GIVEN RECORDS =>
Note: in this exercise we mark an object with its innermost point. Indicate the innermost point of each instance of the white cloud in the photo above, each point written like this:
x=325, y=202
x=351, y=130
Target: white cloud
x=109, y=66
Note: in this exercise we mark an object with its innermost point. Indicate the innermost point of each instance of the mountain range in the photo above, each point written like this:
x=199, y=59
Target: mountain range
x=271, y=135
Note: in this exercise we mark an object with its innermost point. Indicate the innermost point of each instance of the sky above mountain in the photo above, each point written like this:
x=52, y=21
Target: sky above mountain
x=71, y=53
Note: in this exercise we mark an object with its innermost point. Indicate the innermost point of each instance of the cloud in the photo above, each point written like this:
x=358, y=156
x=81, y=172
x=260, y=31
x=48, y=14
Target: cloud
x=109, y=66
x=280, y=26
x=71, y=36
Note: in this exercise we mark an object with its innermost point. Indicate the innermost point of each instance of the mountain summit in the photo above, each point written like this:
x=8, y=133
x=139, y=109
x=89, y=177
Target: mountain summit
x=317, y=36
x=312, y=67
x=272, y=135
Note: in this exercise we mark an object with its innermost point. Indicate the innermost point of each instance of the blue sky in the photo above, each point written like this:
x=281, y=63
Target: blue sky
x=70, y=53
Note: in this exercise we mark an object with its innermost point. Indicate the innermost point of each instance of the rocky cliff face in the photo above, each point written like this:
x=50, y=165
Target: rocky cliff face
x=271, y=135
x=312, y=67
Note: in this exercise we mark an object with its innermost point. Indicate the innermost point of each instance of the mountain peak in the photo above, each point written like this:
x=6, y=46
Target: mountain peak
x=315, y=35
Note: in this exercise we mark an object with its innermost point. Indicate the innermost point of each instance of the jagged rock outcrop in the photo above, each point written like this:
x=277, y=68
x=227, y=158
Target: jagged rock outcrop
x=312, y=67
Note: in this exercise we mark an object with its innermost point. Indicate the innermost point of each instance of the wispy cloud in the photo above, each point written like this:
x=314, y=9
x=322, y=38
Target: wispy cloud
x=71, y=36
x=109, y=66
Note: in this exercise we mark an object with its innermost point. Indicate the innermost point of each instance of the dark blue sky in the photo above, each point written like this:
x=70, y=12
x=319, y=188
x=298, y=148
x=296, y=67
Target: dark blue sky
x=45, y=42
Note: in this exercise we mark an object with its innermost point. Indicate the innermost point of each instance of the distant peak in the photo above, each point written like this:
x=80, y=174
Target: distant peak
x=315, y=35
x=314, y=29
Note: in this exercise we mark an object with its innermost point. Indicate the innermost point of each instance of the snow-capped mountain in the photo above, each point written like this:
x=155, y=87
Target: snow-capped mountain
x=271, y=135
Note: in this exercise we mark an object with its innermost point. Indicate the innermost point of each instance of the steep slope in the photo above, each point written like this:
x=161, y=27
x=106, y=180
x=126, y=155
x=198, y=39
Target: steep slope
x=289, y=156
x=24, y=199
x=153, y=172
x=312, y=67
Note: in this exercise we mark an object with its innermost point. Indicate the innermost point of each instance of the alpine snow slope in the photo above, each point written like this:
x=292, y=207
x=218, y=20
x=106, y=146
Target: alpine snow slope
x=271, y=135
---
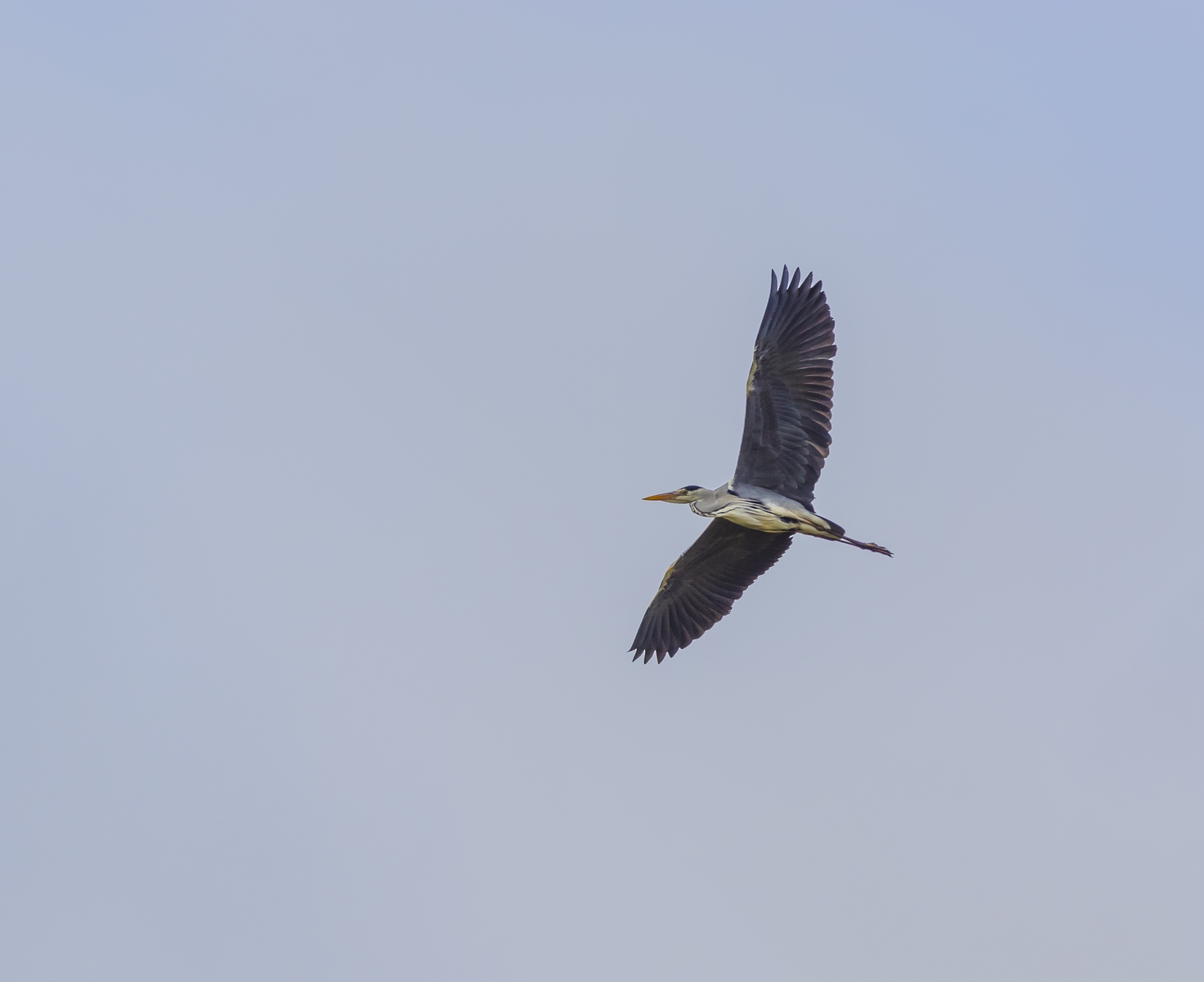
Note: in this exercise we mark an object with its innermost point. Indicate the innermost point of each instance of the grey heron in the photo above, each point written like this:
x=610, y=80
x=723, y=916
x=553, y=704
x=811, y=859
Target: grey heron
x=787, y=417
* * *
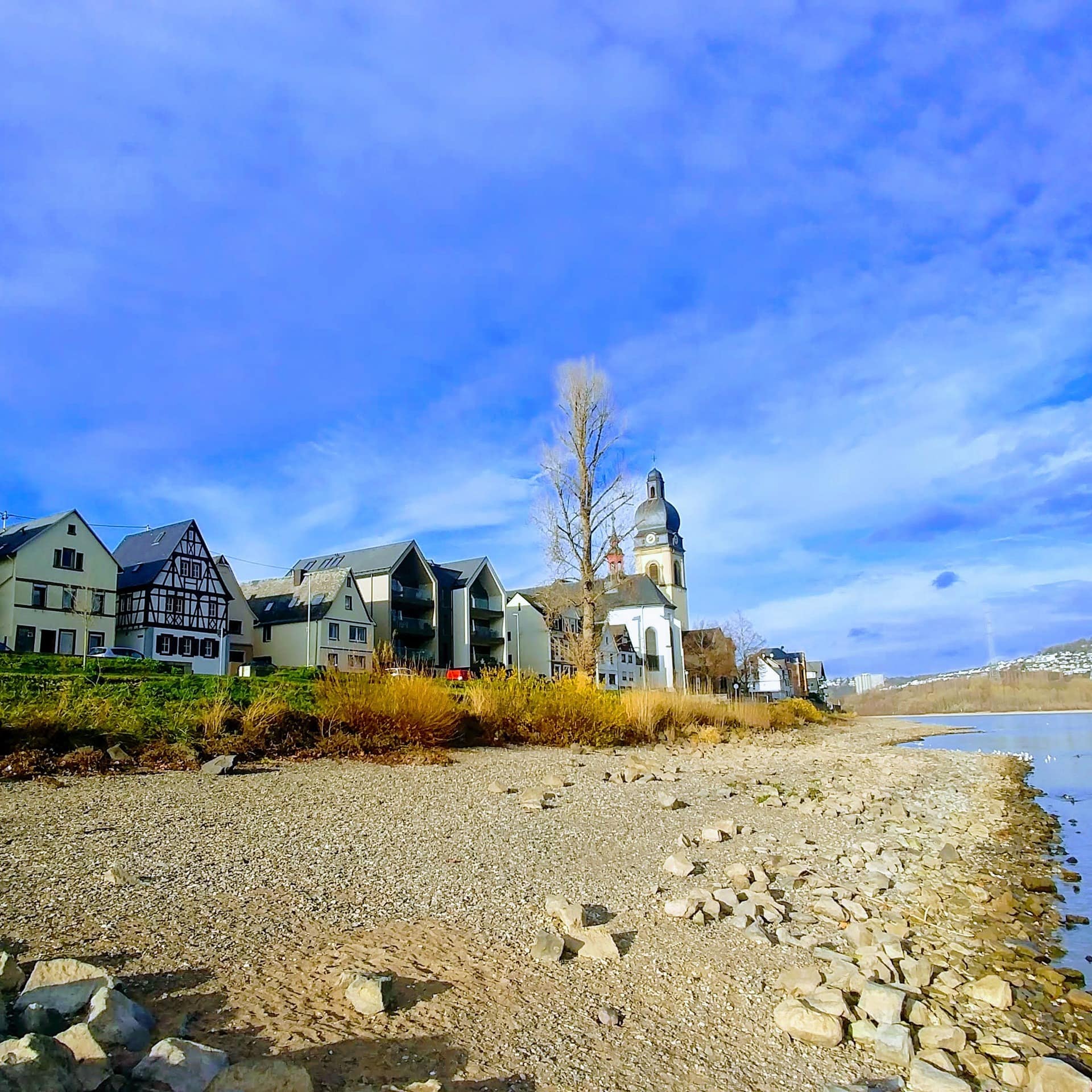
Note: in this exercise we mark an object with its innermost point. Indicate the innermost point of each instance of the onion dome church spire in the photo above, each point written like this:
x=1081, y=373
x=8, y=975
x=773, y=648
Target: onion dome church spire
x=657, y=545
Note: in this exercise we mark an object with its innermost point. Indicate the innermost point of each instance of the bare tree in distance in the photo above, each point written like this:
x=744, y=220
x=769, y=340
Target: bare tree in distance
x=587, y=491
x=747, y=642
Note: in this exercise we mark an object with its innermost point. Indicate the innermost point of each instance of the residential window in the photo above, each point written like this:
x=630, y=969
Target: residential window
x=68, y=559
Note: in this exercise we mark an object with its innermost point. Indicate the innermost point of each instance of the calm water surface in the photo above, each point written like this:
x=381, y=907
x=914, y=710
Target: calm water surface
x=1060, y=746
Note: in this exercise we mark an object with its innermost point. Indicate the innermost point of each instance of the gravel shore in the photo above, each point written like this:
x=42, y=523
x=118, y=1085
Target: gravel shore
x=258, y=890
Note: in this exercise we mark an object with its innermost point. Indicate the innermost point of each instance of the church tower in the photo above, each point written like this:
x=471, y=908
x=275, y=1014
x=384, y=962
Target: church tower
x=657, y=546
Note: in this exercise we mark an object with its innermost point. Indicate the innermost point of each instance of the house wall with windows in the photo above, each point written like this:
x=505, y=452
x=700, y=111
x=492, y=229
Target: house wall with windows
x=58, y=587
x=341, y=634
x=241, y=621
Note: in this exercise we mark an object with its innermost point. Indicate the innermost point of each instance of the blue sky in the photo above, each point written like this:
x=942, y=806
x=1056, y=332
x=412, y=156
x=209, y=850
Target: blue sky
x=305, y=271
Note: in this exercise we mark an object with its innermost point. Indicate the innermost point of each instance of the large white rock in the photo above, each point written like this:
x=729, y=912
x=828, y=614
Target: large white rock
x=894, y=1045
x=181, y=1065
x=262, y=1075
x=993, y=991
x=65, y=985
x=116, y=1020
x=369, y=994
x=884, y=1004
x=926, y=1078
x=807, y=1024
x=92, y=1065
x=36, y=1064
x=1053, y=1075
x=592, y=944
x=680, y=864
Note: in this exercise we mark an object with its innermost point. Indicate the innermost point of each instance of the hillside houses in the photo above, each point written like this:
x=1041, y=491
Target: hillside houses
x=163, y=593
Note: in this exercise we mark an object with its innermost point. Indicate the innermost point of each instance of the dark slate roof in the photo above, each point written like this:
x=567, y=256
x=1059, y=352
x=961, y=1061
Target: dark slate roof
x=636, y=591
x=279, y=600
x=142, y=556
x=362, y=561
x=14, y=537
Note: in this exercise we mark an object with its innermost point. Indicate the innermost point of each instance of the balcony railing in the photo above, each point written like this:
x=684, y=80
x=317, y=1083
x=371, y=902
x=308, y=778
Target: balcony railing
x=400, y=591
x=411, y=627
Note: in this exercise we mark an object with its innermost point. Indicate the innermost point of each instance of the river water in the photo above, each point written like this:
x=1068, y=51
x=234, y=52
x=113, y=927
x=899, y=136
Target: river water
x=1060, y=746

PROBLEM TO WORK ON => Output the lines above exactly, but only those between the line holding "of the white" and the line holding "x=199, y=59", inclusive.

TASK RESULT =>
Note: in this exercise we mark an object with its innermost point. Indicate the innermost point of each instance of the white cloud in the photo above, each point written like this:
x=325, y=202
x=351, y=130
Target: white cloud
x=109, y=66
Note: in this exercise we mark an object with its innermost point. Indicate the innermost point of each instance of the mountain range in the photo above, each point written like this:
x=199, y=59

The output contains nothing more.